# [WORK INSTRUCTION]
Could you please repeat all of the entries exactly as written?

# [Records excerpted from a collection]
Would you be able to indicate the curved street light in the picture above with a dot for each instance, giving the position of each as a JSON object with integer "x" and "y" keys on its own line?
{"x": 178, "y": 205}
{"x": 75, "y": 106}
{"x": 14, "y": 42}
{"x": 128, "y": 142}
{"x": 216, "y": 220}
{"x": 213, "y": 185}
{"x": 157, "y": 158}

# [PROBLEM SOLUTION]
Would you be able to indicate the curved street light in the picture above with a dot for each instance, giving the position of each as a JSON object with integer "x" and "y" keys on its own line?
{"x": 178, "y": 205}
{"x": 75, "y": 106}
{"x": 14, "y": 42}
{"x": 128, "y": 142}
{"x": 216, "y": 220}
{"x": 213, "y": 185}
{"x": 157, "y": 158}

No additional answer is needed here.